▸ **Problem**:
Rewrite the data from the line containing "Looking at the screenshot above, identify the blue" through the end of the data, replacing "grass verge" with "gravel shoulder" and leaving everything else unchanged.

[start Dataset]

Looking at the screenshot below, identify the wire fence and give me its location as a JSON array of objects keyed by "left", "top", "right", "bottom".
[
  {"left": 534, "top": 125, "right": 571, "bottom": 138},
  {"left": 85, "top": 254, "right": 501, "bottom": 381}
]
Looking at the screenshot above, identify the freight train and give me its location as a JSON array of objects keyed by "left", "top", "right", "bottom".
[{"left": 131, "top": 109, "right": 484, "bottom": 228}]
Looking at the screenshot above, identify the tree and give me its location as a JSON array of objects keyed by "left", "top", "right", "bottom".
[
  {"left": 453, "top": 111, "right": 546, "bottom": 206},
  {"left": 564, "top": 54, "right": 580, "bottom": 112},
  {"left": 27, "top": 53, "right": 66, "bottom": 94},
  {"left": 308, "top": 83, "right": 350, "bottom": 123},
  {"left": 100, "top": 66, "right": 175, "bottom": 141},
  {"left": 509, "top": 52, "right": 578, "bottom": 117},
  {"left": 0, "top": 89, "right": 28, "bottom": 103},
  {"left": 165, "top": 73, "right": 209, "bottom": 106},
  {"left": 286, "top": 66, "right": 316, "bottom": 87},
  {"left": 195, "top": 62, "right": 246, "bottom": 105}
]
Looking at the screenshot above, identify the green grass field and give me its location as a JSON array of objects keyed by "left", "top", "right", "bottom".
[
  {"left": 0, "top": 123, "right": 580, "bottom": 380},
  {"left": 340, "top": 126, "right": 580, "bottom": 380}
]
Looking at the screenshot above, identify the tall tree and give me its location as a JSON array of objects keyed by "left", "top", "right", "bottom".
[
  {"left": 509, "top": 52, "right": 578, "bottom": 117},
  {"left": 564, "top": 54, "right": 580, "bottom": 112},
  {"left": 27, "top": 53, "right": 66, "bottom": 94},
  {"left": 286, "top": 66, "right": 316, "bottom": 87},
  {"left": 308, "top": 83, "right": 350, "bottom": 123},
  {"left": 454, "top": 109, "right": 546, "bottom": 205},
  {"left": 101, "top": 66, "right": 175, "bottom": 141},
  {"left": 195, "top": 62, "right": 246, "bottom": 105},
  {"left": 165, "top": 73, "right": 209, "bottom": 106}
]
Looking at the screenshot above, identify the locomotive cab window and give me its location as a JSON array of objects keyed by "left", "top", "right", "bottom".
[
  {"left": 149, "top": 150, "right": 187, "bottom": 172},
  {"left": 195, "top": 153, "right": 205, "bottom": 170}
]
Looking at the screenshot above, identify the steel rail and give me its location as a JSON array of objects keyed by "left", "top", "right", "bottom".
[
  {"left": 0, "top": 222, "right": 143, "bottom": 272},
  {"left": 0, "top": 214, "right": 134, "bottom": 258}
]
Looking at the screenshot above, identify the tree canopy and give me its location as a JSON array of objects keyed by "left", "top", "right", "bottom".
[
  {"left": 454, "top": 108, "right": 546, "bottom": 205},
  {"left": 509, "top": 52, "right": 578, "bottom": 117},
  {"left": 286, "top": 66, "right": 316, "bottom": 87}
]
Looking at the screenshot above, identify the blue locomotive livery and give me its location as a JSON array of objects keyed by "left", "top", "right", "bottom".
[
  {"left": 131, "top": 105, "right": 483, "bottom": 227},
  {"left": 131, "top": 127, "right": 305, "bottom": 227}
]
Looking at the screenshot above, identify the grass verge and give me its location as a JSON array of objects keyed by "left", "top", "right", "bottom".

[end Dataset]

▸ **Full output**:
Looking at the screenshot above, identify the blue locomotive livery and give me its location as a JSON array of objects keyed by "left", "top", "right", "bottom".
[
  {"left": 131, "top": 105, "right": 483, "bottom": 227},
  {"left": 131, "top": 127, "right": 305, "bottom": 227}
]
Looking at the screenshot above, identify the gravel shoulder and give me its location as a JSON array of objects keyed by "left", "top", "right", "bottom".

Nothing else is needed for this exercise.